All of which is to say: No one cares. Russian elections are a known and tightly choreographed quantity. The joke making the rounds in Moscow when Dmitry Medvedev was up for election in the spring of 2008 was Medvedev’s mom calling on election night, frantically asking if he’d won. “Mom,” he says, “don’t you fuck with me, too.” Even the opposition parties — the “loyal opposition” successfully co-opted and neutered by the Kremlin — don’t mind the fraud as long as they still get to play ball.

Because no one cares, it’s the same every time: An election is held, a few dedicated pensioners vote, and United Russia — the party of power, the party of the Kremlin, the party of Putin — reasserts its overwhelming primacy.

And this time, at least at first, it seemed like everything would unfold as planned. On Oct. 11, United Russia swept back into control of political offices up and down the country’s command chain by huge, double-digit margins. In the Moscow Duma elections, for instance, United Russia took 32 of the 35 seats (that is, 91 percent), leaving three seats to the Communists, and forcing out the Kremlin-engineered A Just Russia Party (SR) and the liberal Yabloko Party entirely. The number of parties in the chamber was cut in half. (A United Russia deputy told me, somewhat disingenuously, that his party colleagues in the Moscow Duma were dismayed to be stuck with just the Communists. “Before, Yabloko just sat there and criticized us. But so what? It was food for thought,” he said. “Now we have to listen to three Communists. And their criticism isn’t usually constructive.”)

The fact that two parties were forced out of the Moscow Duma was suspicious, as was the fact that the results trickling in on Oct. 11 so obviously diverged with exit polls. Several elections across the country also smelled a little funny. From Derbent, in Dagestan, came tales of a third of polling stations never opening, while others closed early. In Astrakhan, observers were beaten and forced from the stations while whole ballot boxes were tossed out. Moscow was, as always, the epicenter. A video of a young man emerged detailing how he facilitated “carouseling” voters around town to vote multiple times, using the Moscow mayor’s name as a password. (A few days later, he reappeared and claimed he had been drunk when he made the statement. Someone had clearly gotten to him.)

Most egregious was the result in the Khamovniki neighborhood of Moscow, where Yabloko chairman Sergei Mitrokhin and his family went to vote — and where not a single vote was registered for Yabloko. (Yesterday, a local court annulled the results in Khamovniki and ruled for a recount.)

It was a bit much even for those used to such Kremlin antics. But still, it all could have passed without remark, because, still, no one cares. And absolutely no one expected the plot twist: On October 14, three days after the elections, Vladimir Zhirinovsky, leader of the nationalist right-wing LDPR party, stood up before the federal Duma and declared the election results unacceptable. He and his party, he said, were leaving, and they wouldn’t come back until the Central Election Committee chairman was fired and until they could secure a face-to-face with Medvedev. Then the leader of A Just Russia (SR), a center-left party engineered by the Kremlin to serve as an opposition magnet, got up and said her people were out of there, too. Then the Communists followed, and all of a sudden, only United Russia was left in the chamber.

- [Dataset section]:
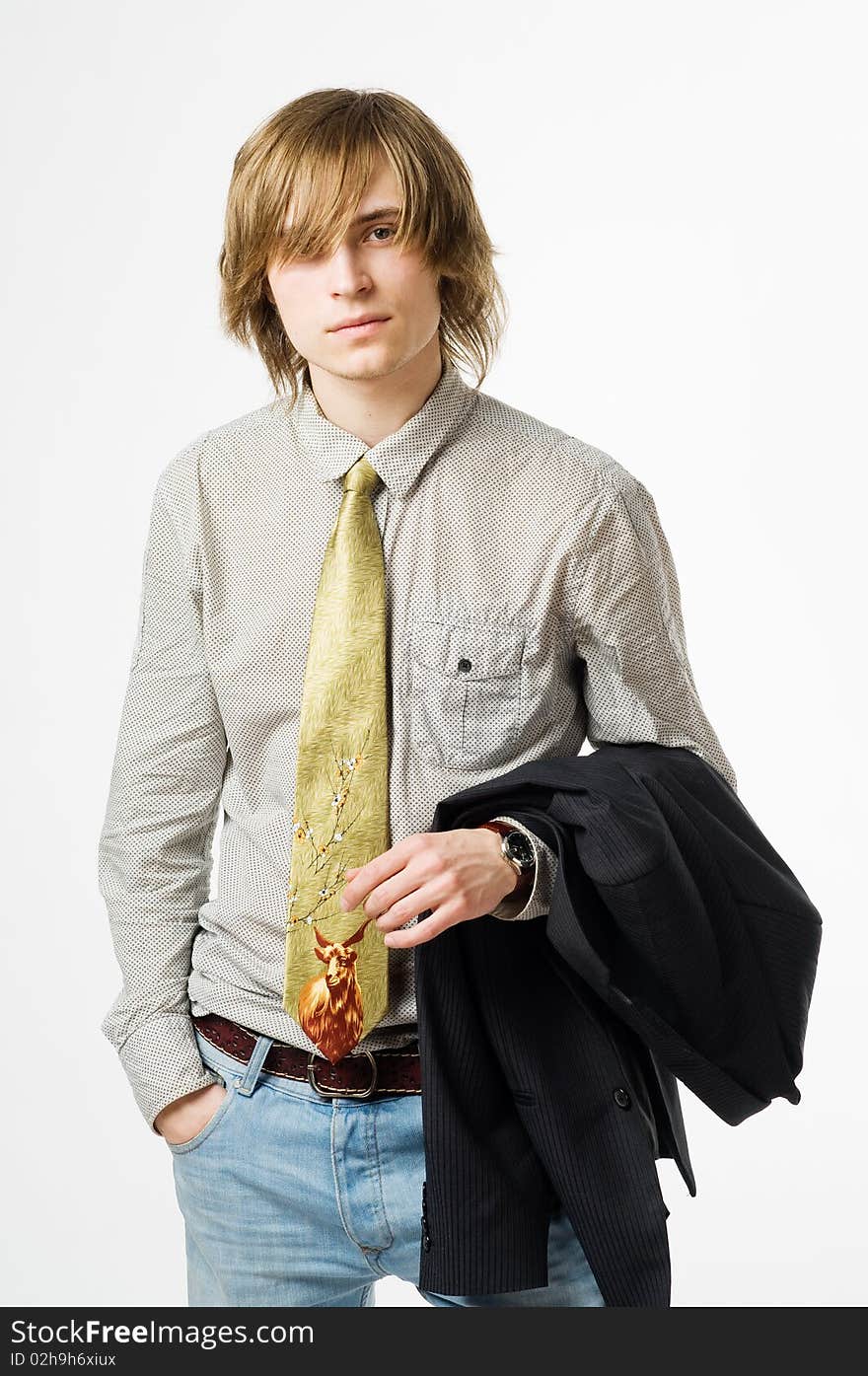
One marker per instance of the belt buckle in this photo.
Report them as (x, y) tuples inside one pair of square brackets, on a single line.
[(348, 1094)]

- [Exercise requirements]:
[A] In the text on Russian elections, on what date did Vladimir Zhirinovsky tell the federal Duma that the election results were unacceptable?
[B] Print the text on Russian elections from "All of which" to "its overwhelming primacy.".

- [Exercise results]:
[A] October 14

[B]
All of which is to say: No one cares. Russian elections are a known and tightly choreographed quantity. The joke making the rounds in Moscow when Dmitry Medvedev was up for election in the spring of 2008 was Medvedev’s mom calling on election night, frantically asking if he’d won. “Mom,” he says, “don’t you fuck with me, too.” Even the opposition parties — the “loyal opposition” successfully co-opted and neutered by the Kremlin — don’t mind the fraud as long as they still get to play ball.

Because no one cares, it’s the same every time: An election is held, a few dedicated pensioners vote, and United Russia — the party of power, the party of the Kremlin, the party of Putin — reasserts its overwhelming primacy.